= Beginning of Section =
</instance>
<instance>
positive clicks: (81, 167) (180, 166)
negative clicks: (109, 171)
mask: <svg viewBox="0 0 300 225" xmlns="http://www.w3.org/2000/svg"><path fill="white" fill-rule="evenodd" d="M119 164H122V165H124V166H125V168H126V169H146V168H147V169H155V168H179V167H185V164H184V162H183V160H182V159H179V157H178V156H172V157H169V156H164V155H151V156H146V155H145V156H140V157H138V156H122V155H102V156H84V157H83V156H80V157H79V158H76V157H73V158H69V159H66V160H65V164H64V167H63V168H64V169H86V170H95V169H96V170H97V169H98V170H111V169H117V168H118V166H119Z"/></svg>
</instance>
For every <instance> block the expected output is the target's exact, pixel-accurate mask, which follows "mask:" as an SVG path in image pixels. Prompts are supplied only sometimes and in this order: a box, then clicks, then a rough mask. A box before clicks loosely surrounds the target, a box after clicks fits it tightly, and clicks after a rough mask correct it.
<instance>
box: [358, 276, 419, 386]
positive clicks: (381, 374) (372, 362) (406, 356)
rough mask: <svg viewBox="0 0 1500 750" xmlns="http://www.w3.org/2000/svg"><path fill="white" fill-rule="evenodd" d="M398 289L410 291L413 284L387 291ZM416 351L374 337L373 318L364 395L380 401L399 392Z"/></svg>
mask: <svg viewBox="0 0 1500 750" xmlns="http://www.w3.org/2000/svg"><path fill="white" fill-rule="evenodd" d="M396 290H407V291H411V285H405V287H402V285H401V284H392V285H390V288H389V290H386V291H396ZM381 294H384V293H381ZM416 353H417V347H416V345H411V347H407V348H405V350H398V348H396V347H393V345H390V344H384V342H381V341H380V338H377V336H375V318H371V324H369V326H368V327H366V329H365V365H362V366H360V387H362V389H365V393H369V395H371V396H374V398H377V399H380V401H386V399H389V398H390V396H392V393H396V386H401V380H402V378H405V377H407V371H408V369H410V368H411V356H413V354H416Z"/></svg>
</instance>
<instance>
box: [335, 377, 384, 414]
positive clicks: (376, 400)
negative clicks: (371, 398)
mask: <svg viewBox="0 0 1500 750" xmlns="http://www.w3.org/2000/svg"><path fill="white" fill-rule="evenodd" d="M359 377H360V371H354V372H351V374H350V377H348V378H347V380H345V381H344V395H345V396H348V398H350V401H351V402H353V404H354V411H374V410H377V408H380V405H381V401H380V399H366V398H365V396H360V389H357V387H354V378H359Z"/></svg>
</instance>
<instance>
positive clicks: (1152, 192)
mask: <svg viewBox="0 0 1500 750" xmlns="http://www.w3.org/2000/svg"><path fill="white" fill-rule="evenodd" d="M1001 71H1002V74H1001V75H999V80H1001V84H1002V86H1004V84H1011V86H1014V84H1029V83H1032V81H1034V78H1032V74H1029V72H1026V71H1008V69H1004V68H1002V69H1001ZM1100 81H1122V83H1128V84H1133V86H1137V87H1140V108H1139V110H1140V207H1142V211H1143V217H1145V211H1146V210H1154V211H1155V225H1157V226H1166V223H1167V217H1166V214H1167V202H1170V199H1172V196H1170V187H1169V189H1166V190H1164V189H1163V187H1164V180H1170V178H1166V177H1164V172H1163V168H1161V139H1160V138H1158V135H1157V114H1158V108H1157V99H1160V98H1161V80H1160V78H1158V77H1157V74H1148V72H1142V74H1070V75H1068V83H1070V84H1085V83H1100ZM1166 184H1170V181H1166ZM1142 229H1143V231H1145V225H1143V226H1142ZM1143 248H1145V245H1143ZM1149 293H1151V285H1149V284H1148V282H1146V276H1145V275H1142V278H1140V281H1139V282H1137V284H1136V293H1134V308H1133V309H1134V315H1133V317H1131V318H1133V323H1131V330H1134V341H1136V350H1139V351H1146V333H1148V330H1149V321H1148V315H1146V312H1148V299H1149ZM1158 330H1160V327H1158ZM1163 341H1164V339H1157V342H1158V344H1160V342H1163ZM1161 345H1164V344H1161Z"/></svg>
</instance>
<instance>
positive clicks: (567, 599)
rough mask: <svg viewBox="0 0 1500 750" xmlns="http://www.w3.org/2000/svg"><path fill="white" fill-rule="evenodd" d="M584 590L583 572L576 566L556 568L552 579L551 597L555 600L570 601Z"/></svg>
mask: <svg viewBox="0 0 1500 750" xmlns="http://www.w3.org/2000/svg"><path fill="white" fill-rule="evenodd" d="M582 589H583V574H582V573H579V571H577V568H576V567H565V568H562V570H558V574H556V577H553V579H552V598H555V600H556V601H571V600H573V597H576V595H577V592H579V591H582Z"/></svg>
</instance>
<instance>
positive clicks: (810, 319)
= End of Section =
→ **TASK BRIEF**
Look above for the line that contains "For every <instance>". Starting there, transcribe every line exactly until you have copied the line that contains "positive clicks: (381, 374)".

→ **WRITTEN RESPONSE**
For every <instance> block the expected output is the target's exact, pixel-accurate mask, which follows "mask:" as an SVG path in image pixels. Prompts are supplied only sometimes and in this order: a box, then clicks, then a rough mask. A box before clicks loosely surrounds the target, a box after clicks fits it tightly, and clicks after a rough mask correct it.
<instance>
box: [358, 276, 419, 386]
positive clicks: (381, 374) (372, 362) (406, 356)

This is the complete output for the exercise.